→ **Task directions**
Please find each line in the material below that contains the word "navy" and copy it out. Case counts, so match capitals and lowercase letters precisely.

→ **Material provided**

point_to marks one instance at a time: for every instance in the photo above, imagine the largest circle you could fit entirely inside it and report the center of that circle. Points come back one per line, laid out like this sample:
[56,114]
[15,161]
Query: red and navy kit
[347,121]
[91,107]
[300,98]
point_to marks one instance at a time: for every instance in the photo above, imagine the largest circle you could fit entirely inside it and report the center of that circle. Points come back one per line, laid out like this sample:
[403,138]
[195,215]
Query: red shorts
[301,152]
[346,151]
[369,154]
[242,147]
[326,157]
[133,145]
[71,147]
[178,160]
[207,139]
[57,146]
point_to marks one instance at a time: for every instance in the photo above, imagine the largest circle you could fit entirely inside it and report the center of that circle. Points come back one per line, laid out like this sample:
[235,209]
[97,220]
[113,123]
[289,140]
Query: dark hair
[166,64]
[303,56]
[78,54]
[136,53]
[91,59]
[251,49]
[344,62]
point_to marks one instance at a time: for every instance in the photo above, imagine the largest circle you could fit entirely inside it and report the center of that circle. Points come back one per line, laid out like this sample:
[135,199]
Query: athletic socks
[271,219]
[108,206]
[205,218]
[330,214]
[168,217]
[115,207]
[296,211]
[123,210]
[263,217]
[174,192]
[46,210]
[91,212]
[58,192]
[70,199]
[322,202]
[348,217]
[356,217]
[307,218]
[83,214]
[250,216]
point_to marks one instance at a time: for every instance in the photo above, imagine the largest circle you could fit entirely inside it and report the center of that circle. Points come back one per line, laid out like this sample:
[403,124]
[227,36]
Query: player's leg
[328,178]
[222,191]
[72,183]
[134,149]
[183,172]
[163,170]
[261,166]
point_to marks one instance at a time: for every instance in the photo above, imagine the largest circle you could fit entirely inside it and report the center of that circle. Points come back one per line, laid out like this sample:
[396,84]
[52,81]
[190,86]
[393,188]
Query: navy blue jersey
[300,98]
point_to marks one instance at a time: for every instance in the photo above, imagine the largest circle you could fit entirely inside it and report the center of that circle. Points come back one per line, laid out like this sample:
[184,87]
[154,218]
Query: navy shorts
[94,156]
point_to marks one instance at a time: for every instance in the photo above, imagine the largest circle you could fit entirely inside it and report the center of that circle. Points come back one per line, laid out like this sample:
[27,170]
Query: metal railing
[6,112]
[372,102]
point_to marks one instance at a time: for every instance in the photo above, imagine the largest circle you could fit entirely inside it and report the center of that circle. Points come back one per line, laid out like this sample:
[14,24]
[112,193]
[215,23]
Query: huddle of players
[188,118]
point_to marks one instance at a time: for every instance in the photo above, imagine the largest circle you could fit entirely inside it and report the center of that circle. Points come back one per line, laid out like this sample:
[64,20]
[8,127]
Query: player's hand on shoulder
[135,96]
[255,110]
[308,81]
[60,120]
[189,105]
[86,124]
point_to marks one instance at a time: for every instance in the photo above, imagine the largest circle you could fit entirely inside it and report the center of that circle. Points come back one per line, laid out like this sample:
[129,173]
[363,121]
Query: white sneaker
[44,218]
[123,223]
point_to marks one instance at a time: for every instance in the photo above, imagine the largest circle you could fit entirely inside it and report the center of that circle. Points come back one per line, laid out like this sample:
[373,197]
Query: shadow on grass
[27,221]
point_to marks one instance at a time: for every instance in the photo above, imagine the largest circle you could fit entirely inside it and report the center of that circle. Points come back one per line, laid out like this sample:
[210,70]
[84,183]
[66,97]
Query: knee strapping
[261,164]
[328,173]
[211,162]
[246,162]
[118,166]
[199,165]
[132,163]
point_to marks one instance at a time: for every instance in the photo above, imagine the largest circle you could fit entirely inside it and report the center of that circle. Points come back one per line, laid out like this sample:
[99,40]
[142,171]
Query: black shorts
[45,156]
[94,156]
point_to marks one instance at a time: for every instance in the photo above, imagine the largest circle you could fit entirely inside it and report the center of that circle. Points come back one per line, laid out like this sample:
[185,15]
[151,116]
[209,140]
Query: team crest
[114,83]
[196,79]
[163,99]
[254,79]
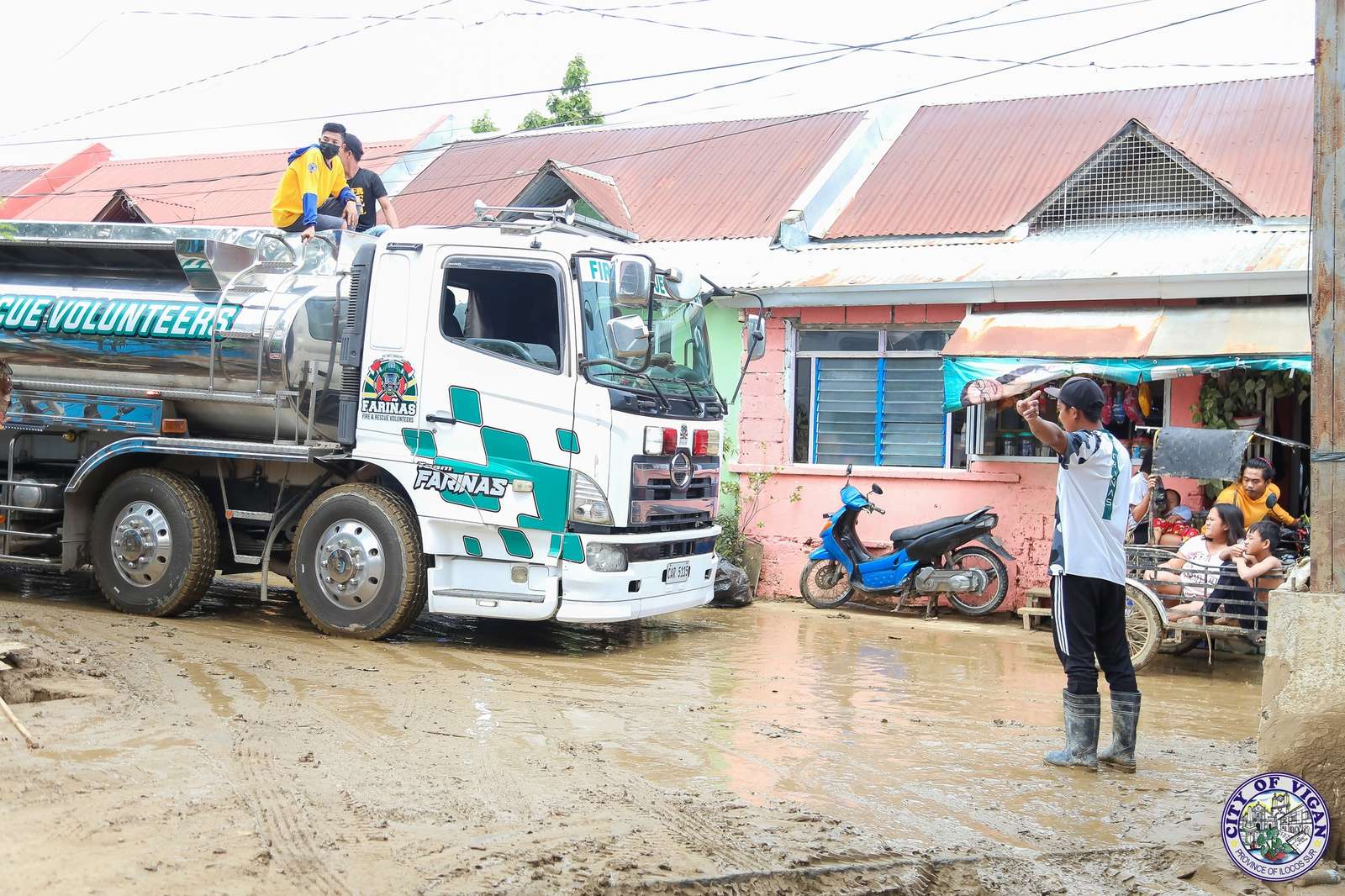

→ **Task answer**
Query: red and navy kit
Query: navy blue jersey
Query: navy shorts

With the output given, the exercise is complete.